## [POLECENIE]
Napisz dalszy ciąg relacji z koncertu Vars & Kaper Deconstruction, zaczynając od miejsca, w którym kończy się jej ostatnie zdanie.

## [FRAGMENT]

○ ○ ○

Premiera Vars & Kaper Deconstruction - koncert od serca

Autor: 
Paulina Biegaj

Długo czekaliśmy na ten koncert. A teraz oczekują Państwo na to, że jak najdokładniej o nim opowiem. Tymczasem to był koncert z tych, o jakich słowa powiedzą Państwu niewiele. Jeżeli w ogóle można to, co wydarzyło się w minioną sobotę z czymkolwiek porównać. Myślę, że nie.

„Wie Pan, to wszystko, co się wydarzyło, jest jak piękna, cudowna bajka...”. Poznają Państwo ten fragment? To miała być gra maksymalnie zorientowana na to, co tu i teraz. Mieliśmy doświadczyć tej gry każdym swoim zmysłem, jak usłyszeliśmy w zapowiedzi koncertu. To było wydarzenie. Nie tylko dlatego, że Paweł Kaczmarczyk ze swoim Audiofeeling Trio mogli pokazać światu swoją nową płytę podczas prestiżowego Festiwalu Muzyki Filmowej w Krakowie i w prestiżowym miejscu, jakim była sala teatralna Centrum Kongresowego ICE. Piszę o wydarzeniu, bo  najważniejszym było tu być.

○ ○ ○

## [ZAPISY]
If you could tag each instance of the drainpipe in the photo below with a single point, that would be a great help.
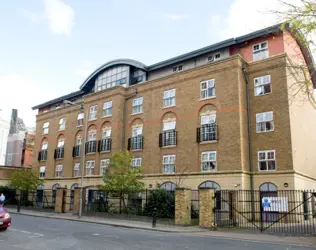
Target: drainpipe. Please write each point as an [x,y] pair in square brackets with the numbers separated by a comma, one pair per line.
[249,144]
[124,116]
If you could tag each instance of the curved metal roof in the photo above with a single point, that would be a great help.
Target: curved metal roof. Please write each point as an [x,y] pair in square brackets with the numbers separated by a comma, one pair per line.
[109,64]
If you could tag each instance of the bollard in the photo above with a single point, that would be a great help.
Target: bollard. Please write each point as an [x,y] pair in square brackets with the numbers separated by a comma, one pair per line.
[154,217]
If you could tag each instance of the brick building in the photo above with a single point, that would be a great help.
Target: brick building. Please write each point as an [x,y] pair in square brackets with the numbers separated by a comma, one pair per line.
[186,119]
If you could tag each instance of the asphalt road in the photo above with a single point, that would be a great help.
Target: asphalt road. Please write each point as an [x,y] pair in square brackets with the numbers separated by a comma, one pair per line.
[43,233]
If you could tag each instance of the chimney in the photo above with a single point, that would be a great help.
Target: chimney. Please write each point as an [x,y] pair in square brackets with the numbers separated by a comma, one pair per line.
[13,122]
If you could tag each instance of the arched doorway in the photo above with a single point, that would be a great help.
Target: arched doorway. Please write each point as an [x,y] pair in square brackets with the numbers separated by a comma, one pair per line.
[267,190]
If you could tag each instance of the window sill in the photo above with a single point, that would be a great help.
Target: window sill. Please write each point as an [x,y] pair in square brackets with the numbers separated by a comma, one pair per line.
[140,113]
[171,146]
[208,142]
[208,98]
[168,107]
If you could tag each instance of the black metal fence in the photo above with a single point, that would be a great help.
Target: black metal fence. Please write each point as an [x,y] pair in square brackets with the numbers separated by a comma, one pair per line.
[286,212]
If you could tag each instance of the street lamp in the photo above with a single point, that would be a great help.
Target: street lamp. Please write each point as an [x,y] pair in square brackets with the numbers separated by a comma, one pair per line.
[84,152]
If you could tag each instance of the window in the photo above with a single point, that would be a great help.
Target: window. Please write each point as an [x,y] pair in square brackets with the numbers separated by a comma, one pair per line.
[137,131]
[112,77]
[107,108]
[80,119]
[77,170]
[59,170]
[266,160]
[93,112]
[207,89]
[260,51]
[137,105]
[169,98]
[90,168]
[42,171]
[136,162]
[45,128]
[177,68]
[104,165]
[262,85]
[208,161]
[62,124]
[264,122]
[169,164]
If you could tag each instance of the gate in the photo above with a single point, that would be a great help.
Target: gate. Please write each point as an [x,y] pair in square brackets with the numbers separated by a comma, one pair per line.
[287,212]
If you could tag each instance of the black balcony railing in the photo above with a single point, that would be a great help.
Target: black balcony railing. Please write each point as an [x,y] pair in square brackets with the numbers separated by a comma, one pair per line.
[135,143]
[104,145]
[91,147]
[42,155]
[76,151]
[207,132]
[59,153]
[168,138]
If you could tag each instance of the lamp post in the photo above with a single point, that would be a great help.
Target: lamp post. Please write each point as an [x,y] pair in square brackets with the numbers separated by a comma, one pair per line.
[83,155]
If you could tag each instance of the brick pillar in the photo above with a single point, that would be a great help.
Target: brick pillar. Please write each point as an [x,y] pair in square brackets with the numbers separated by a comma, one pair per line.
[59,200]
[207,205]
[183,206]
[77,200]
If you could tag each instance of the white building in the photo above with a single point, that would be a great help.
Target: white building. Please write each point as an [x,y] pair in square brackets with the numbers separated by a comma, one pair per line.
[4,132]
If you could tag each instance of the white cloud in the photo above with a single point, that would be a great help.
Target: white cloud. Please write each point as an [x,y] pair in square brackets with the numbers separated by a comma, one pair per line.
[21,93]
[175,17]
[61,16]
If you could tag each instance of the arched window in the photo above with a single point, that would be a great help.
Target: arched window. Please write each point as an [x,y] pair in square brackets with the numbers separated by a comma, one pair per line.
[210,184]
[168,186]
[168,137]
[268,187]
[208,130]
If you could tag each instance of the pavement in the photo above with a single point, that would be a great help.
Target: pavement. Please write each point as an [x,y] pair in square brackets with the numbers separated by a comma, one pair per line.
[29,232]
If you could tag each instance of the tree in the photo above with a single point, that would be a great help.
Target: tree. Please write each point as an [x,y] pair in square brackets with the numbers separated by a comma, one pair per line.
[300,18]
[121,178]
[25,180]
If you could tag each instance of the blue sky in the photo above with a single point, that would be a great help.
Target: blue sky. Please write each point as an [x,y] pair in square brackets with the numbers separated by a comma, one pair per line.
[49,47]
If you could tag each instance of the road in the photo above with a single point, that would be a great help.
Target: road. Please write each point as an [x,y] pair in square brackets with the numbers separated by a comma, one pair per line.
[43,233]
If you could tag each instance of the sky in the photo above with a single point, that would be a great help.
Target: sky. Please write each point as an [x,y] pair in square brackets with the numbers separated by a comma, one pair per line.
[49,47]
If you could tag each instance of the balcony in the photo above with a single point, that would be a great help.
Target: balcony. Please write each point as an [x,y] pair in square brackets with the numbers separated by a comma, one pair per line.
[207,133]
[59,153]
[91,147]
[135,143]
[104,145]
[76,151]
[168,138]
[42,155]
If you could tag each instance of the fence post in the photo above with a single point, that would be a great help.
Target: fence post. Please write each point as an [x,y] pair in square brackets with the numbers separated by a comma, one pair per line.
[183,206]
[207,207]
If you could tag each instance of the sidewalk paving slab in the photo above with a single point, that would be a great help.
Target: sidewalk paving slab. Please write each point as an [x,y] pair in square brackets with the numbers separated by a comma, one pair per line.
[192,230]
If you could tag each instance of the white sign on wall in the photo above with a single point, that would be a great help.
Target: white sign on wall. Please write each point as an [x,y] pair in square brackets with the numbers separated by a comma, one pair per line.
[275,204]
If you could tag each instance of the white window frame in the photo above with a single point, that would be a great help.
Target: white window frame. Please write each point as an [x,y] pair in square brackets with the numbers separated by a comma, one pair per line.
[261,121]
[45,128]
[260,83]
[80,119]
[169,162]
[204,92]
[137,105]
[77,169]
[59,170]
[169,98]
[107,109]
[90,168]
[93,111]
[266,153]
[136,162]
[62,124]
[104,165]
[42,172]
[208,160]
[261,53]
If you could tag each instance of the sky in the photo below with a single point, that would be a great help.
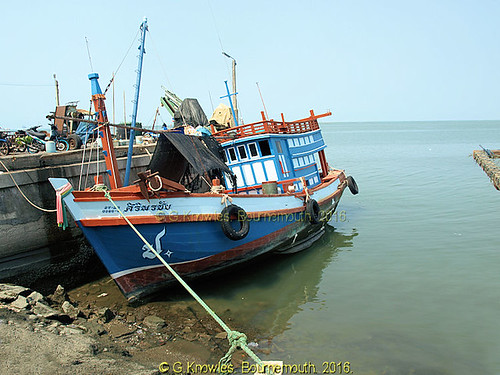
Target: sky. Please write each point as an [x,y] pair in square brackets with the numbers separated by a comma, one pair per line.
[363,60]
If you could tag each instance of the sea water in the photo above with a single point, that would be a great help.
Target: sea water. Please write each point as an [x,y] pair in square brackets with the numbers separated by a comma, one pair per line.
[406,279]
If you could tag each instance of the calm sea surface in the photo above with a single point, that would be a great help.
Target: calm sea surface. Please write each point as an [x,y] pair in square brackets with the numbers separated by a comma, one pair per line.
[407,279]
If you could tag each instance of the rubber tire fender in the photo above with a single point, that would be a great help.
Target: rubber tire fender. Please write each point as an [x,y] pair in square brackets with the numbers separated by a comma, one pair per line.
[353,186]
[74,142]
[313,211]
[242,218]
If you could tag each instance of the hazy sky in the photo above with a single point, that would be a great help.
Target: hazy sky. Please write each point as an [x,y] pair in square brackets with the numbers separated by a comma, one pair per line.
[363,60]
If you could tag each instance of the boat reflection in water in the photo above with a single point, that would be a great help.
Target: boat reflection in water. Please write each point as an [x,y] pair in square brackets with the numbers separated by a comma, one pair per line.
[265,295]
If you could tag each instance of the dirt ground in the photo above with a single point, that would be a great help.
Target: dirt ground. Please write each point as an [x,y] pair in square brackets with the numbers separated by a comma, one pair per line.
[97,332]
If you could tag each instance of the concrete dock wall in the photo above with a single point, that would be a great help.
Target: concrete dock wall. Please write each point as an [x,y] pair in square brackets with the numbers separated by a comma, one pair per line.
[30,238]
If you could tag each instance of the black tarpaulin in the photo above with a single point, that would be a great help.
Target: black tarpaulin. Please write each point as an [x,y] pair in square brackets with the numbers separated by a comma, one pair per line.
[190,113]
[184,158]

○ ○ ○

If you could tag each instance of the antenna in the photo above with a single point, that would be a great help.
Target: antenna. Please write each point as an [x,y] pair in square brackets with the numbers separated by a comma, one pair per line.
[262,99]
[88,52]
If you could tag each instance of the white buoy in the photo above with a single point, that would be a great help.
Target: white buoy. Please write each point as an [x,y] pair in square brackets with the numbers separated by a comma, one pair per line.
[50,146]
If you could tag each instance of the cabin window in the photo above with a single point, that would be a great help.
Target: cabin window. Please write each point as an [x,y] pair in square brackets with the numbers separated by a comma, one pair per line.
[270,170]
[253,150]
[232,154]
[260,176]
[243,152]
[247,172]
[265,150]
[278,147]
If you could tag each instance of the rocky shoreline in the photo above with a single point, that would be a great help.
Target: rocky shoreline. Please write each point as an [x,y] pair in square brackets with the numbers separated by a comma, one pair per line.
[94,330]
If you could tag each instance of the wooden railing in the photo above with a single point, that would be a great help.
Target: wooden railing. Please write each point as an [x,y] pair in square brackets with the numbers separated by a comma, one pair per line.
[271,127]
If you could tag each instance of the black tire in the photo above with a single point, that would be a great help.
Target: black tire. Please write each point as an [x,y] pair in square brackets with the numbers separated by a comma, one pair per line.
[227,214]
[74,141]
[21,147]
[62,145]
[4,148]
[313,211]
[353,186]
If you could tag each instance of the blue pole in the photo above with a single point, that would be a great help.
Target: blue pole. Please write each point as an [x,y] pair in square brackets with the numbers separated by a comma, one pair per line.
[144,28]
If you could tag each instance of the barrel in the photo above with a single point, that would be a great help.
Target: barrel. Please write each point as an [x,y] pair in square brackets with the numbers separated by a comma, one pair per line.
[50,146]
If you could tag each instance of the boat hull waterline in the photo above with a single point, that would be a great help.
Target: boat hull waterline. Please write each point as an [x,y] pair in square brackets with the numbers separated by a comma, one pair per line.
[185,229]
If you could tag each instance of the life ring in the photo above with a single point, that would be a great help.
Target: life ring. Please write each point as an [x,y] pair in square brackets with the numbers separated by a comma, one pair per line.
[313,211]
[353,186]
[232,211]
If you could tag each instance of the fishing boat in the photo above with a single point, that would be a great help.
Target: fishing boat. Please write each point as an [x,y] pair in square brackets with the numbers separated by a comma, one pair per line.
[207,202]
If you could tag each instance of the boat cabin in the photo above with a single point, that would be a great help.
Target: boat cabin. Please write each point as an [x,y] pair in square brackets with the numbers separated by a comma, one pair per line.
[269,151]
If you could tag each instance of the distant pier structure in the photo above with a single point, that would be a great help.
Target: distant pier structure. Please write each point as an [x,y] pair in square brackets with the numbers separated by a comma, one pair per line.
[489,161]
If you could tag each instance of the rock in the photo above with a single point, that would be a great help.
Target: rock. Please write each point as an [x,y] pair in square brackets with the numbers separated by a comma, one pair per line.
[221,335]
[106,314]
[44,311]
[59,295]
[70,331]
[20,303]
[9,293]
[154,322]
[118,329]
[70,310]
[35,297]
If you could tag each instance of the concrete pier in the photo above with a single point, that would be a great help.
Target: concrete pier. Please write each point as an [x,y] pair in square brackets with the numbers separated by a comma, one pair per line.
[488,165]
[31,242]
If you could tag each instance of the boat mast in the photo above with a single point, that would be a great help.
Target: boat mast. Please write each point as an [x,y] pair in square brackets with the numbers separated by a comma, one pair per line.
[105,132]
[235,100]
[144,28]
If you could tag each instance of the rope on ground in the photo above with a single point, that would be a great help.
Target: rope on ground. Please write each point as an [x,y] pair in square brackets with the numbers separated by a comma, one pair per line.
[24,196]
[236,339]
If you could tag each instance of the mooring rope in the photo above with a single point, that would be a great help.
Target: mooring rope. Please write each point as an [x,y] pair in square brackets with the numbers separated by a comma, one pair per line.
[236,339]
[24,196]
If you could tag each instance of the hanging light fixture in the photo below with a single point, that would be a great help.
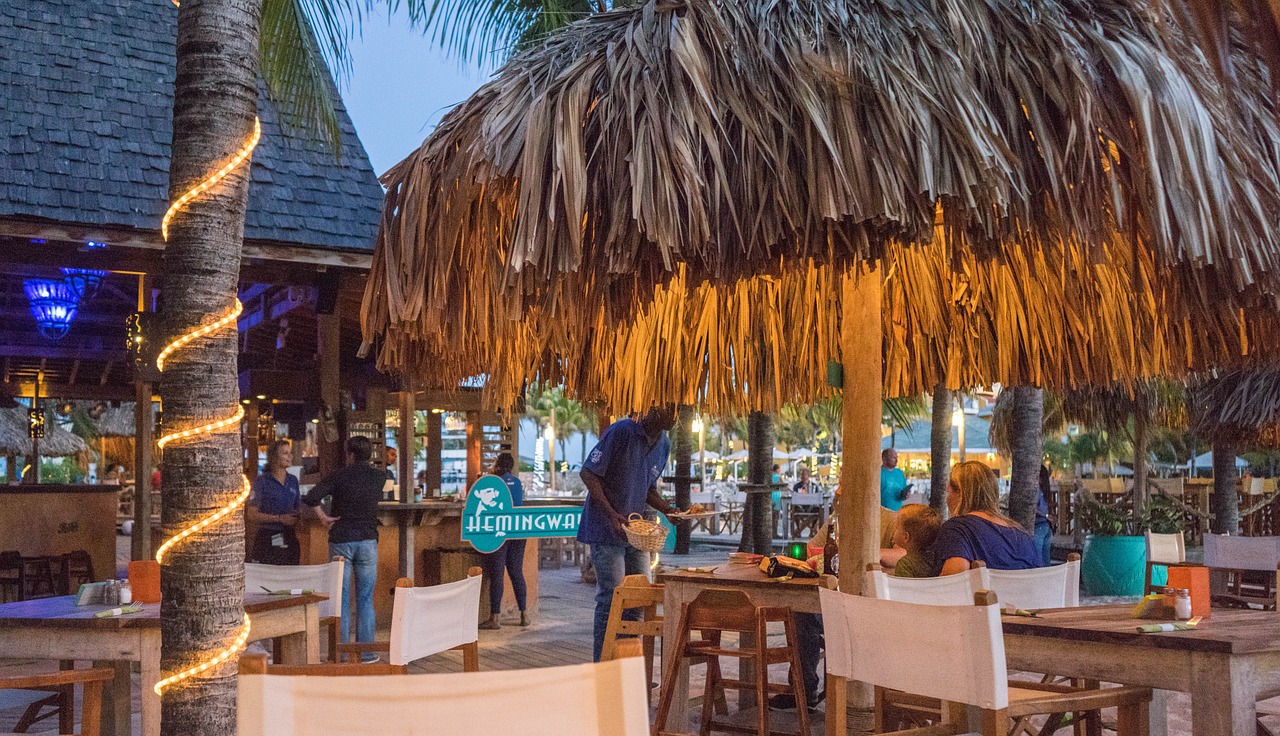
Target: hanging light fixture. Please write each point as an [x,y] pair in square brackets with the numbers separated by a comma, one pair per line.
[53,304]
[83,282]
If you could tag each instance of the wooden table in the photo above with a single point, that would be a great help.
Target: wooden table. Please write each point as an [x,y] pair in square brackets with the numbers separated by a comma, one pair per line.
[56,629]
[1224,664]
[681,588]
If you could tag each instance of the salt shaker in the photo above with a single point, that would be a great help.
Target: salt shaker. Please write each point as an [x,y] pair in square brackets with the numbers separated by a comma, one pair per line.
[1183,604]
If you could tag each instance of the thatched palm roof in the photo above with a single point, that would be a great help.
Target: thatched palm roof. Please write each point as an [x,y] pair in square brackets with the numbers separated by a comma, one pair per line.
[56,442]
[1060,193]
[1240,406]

○ ○ ○

## [ODPOWIEDŹ]
Na co czekaliśmy ze zniecierpliwieniem, słuchając zapowiedzi koncertów, wywiadów z Pawłem Kaczmarczykiem i utworów jego trio, jeśli nie na ten moment, w którym nareszcie pojawił się na scenie z Kubą Dworakiem i Dawidem Fortuną? Czekaliśmy po prostu na nich samych. Czasem ta obecność zdaje się być czymś zwyczajnym. Wydaje się nam może często, że cel długich miesięcy dążenia, przygotowań i oczekiwań znajduje się poza tę obecnością. Ale jest inaczej.

Jeśli ku czemuś zmierzamy, to ku temu, żeby się wreszcie zobaczyć. I to jest największy finał tej drogi, wobec którego pozostaje tylko wdzięczność. „Dziękuję, że jesteście”, takimi słowami Paweł zwrócił się do publiczności. A gdyby publiczność też miała przemówić, to czy nie powiedziałaby „To my dziękujemy, że jesteście!”? Wszystko, co działo się na sali przemawiało tymi właśnie słowami.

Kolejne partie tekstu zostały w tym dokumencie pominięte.